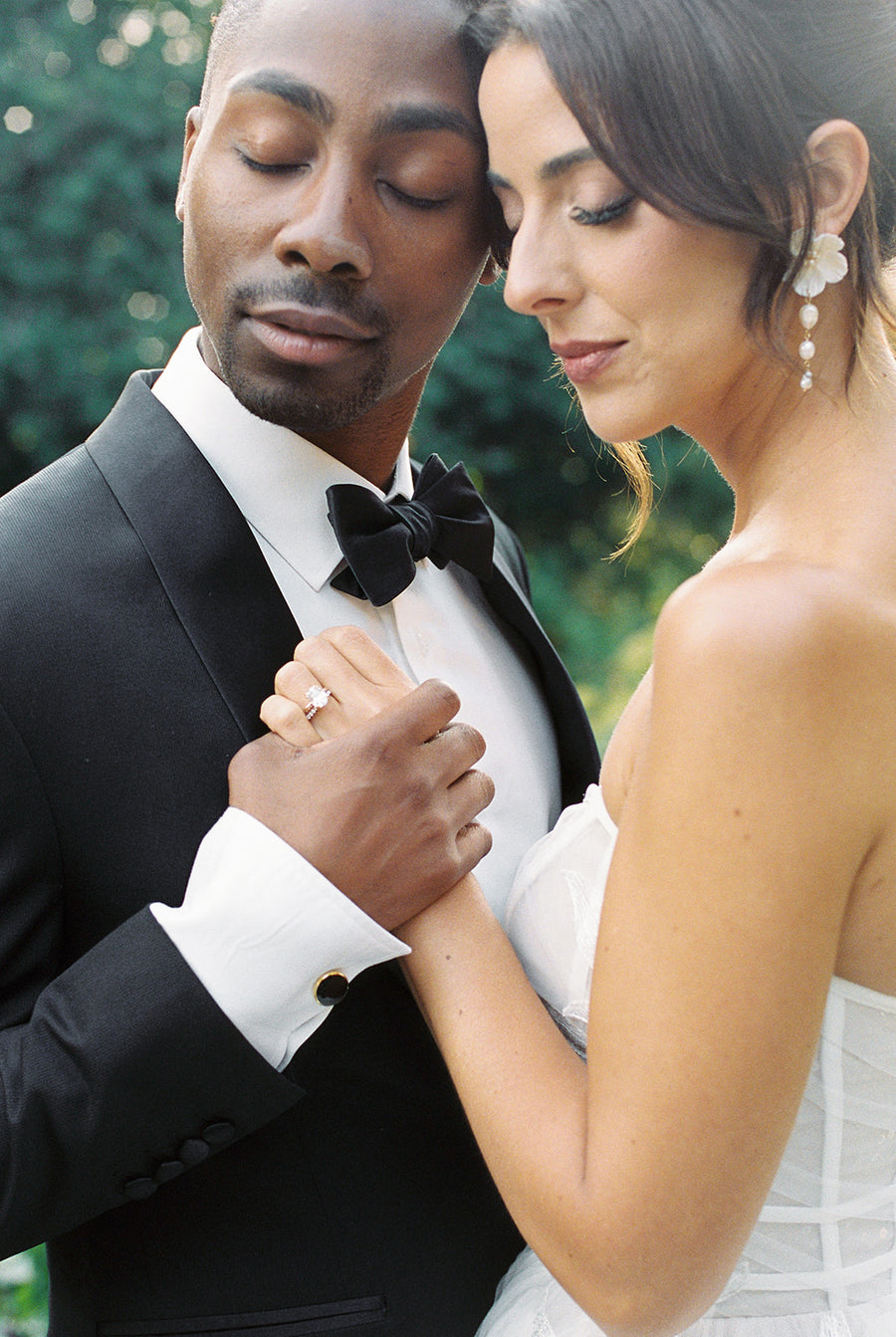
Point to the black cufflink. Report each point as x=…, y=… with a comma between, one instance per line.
x=331, y=989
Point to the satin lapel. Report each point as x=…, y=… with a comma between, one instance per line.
x=579, y=760
x=202, y=550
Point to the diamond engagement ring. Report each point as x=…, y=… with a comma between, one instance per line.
x=316, y=698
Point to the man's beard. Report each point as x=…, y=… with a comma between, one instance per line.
x=295, y=406
x=300, y=405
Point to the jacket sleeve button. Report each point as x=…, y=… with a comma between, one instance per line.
x=193, y=1151
x=168, y=1170
x=331, y=989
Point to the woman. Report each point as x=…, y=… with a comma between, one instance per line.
x=684, y=180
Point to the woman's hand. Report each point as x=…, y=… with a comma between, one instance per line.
x=360, y=678
x=377, y=790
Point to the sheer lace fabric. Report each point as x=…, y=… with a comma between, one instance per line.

Do this. Please put the lines of the listing above into a Markdown table with the columns Row and Line, numbering each row and leaving out blank lines. Begin at the line that has "Point to the jacket", and stop after the line that has "x=684, y=180".

Written solution.
| Row | Line |
|---|---|
| 1 | Point to the jacket sleeve button. Report each point as x=…, y=… with a comma between, one instance per line. |
| 2 | x=193, y=1151 |
| 3 | x=168, y=1170 |
| 4 | x=331, y=989 |
| 5 | Point to the woman. Report each point as x=…, y=… with a comma between, one instance per line. |
| 6 | x=684, y=180 |